*What you should do:*
Return, word for word, the lines of the listing below from the one with "Where can you see the residential" through the one with "Write each point like <point>156,7</point>.", and no other lines.

*Provided data:*
+---+

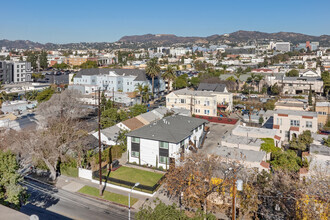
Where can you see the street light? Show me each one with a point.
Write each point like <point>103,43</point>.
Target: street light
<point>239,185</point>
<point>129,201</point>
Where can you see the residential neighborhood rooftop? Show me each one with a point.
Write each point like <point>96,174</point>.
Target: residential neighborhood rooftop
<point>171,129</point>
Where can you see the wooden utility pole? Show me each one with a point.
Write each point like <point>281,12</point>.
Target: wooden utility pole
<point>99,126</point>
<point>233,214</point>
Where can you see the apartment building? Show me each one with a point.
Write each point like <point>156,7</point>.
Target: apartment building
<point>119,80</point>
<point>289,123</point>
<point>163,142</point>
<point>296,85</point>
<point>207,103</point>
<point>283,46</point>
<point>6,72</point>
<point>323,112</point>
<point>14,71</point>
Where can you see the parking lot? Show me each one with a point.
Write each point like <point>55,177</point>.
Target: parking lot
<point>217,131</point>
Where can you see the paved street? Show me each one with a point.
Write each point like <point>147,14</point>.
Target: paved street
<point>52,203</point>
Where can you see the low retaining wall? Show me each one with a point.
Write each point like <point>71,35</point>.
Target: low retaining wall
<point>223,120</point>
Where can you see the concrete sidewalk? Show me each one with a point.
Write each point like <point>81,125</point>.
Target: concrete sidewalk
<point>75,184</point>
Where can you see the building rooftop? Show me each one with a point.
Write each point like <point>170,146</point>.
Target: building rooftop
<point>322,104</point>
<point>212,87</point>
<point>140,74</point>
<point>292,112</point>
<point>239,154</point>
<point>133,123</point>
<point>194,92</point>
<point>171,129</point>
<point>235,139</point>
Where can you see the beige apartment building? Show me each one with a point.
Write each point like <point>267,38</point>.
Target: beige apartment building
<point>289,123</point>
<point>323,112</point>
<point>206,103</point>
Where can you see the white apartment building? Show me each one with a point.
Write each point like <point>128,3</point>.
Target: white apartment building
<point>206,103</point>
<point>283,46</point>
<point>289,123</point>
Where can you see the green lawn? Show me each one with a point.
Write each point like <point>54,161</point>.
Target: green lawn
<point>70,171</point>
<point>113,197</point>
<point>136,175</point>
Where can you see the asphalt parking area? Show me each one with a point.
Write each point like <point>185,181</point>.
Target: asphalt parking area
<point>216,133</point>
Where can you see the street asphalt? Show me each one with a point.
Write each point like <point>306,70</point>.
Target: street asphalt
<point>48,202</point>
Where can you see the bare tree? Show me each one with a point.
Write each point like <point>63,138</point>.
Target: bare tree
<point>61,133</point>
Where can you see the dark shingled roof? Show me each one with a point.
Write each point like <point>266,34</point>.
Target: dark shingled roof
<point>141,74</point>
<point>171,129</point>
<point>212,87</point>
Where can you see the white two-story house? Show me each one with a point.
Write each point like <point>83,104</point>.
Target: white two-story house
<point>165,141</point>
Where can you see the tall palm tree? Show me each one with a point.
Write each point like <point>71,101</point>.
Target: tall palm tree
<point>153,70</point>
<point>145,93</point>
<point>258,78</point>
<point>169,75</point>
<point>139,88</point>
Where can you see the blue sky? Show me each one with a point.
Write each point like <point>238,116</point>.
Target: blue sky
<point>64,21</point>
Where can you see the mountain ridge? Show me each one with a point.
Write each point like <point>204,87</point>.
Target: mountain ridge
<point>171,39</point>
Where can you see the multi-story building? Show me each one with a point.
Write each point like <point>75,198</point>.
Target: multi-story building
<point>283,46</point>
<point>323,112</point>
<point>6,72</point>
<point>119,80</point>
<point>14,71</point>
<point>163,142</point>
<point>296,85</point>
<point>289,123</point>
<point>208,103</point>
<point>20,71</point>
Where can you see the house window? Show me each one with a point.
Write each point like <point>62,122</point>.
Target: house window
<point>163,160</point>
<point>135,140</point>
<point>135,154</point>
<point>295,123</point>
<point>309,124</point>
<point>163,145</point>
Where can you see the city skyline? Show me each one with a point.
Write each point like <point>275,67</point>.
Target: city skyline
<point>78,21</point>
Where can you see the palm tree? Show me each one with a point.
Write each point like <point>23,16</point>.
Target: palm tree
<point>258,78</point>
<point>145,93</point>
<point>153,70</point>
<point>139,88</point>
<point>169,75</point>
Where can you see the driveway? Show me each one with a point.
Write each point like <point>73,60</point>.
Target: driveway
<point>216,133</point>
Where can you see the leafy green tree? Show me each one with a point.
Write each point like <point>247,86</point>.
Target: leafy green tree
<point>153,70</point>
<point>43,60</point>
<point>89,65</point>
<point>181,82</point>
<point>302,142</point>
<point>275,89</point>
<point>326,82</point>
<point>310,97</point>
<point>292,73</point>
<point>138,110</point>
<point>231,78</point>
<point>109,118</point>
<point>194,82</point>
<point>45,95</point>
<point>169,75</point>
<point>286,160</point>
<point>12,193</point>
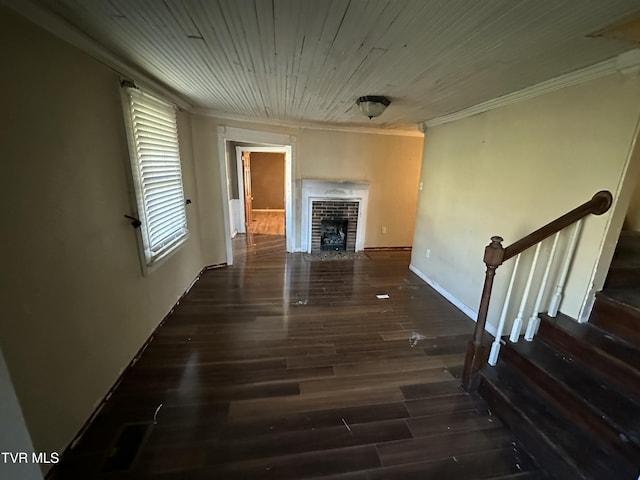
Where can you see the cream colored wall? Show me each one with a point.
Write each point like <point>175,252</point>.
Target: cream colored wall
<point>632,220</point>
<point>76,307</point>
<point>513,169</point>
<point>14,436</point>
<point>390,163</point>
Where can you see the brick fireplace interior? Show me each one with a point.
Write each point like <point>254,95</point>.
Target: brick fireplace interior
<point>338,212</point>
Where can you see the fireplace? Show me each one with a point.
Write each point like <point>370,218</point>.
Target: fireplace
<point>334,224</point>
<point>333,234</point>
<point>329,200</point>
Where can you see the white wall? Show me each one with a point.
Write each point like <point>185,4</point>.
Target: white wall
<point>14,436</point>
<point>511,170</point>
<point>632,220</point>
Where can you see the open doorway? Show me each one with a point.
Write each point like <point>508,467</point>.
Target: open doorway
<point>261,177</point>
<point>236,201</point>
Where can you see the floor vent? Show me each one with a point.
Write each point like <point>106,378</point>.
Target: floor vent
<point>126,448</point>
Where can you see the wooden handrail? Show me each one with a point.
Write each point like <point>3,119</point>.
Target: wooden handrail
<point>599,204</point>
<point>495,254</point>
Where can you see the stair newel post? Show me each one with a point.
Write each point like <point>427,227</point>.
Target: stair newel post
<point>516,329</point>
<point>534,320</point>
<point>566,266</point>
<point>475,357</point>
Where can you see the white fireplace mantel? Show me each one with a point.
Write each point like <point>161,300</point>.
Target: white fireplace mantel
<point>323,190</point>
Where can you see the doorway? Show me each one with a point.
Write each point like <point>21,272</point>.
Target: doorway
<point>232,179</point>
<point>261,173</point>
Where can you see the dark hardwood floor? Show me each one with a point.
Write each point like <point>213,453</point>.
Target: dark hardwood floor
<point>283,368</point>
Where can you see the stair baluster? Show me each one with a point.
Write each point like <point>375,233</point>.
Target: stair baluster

+---+

*Final answer:*
Where can you see the residential neighborhood rooftop? Show me each one with a point.
Write each point like <point>96,174</point>.
Target: residential neighborhood rooftop
<point>171,129</point>
Where can you see the wooden utility pole? Show me each one with a point.
Write each point like <point>281,12</point>.
Target: wooden utility pole
<point>99,126</point>
<point>233,214</point>
Where can you see the apartment building? Show me each one with a point.
Write each point like <point>156,7</point>.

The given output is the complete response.